» **Exercise requirements**
Please extract every line of the items that contains the word "target", matching case exactly.

» **Task input**

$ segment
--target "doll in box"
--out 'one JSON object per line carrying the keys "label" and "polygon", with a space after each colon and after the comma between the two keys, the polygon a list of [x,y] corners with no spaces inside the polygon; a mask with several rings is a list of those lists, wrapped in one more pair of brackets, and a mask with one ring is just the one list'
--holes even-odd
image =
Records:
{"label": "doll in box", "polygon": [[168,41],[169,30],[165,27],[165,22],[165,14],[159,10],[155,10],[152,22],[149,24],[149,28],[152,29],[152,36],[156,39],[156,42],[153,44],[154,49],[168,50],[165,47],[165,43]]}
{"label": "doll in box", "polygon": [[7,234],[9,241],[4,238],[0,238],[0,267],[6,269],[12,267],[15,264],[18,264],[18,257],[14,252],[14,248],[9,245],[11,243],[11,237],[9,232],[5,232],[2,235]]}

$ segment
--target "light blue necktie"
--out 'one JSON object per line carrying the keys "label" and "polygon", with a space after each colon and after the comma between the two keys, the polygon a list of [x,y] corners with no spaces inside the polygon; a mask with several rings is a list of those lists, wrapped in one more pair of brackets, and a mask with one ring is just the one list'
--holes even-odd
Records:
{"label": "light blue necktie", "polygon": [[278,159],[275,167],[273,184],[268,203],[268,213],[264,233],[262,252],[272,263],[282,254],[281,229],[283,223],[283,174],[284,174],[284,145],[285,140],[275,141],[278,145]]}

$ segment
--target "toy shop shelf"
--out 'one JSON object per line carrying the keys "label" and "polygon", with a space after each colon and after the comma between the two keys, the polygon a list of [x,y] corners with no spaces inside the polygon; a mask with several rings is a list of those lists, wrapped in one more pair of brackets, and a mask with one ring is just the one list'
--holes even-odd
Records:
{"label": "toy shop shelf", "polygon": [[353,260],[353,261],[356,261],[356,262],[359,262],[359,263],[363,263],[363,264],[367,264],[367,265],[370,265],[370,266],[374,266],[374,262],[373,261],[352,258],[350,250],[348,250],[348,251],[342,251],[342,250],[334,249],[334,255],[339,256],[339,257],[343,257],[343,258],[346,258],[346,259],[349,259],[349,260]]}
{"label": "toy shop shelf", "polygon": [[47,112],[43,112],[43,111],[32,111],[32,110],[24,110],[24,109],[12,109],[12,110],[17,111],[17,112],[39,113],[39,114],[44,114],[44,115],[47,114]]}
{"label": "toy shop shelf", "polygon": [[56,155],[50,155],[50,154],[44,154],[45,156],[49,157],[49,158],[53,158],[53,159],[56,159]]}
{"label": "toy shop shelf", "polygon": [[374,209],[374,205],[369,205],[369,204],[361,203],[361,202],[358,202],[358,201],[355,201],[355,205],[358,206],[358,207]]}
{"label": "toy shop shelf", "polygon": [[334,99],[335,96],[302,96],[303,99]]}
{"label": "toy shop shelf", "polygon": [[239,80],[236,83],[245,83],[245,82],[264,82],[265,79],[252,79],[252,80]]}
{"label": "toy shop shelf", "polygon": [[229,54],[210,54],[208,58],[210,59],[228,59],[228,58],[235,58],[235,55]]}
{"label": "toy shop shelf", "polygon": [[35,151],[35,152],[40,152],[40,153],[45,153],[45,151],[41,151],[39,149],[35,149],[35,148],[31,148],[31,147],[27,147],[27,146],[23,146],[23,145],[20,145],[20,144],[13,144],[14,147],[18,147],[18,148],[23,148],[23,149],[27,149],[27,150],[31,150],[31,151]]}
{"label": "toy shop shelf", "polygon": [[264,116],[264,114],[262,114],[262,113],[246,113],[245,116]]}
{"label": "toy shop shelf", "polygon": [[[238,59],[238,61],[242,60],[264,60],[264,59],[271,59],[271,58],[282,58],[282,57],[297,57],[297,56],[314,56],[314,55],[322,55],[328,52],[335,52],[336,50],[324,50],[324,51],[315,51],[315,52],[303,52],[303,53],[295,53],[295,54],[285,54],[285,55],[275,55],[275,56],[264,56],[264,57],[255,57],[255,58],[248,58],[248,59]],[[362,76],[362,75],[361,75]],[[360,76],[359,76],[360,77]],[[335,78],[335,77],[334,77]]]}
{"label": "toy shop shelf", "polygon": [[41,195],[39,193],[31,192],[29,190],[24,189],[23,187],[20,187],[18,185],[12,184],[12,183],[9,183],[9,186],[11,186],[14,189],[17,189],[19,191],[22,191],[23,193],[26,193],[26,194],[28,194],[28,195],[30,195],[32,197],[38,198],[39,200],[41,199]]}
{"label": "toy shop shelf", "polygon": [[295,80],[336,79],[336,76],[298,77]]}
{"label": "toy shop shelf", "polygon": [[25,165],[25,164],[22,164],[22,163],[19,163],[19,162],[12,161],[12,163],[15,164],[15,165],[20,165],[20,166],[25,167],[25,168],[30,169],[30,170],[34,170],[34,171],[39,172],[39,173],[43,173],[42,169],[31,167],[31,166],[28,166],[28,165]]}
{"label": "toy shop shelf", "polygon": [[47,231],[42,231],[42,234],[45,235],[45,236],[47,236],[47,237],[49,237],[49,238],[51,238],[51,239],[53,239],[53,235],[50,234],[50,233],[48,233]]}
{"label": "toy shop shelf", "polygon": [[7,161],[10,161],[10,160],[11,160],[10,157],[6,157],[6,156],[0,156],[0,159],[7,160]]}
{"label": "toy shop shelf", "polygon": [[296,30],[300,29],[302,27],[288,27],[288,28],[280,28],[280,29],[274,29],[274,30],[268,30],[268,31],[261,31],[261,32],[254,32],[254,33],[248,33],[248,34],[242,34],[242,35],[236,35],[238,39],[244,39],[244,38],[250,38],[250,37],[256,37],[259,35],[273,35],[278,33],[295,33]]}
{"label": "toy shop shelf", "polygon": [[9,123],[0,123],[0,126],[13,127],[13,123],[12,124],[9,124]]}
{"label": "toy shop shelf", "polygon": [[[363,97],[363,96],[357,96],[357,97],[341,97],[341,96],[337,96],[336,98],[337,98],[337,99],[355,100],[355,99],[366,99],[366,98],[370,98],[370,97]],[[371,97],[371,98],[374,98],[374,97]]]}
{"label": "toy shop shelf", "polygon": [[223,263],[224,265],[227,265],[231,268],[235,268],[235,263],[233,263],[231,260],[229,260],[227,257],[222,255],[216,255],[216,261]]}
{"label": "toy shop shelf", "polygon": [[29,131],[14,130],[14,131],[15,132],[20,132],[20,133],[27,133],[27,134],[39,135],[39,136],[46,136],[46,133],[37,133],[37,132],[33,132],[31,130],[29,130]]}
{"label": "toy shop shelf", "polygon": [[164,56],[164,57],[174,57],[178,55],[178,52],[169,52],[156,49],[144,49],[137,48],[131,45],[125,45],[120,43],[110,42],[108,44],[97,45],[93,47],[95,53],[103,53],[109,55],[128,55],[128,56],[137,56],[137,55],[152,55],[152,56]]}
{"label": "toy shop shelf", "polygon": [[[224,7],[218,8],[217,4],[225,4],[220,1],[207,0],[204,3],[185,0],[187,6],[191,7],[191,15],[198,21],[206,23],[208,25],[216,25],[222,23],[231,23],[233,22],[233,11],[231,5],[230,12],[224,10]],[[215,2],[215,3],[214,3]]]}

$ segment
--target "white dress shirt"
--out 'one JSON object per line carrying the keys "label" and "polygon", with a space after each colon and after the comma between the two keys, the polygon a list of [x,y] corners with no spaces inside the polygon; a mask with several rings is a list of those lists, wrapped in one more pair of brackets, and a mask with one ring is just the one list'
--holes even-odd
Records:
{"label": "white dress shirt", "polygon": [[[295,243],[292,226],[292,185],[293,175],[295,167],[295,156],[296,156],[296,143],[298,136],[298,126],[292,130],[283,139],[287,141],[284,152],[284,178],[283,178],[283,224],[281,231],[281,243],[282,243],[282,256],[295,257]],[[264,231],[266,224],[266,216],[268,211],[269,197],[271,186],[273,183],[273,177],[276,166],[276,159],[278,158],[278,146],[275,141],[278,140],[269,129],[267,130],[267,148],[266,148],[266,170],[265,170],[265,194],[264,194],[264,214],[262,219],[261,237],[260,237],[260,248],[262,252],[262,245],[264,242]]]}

» **Result**
--target "doll in box"
--target "light blue necktie"
--target "toy shop shelf"
--target "white dress shirt"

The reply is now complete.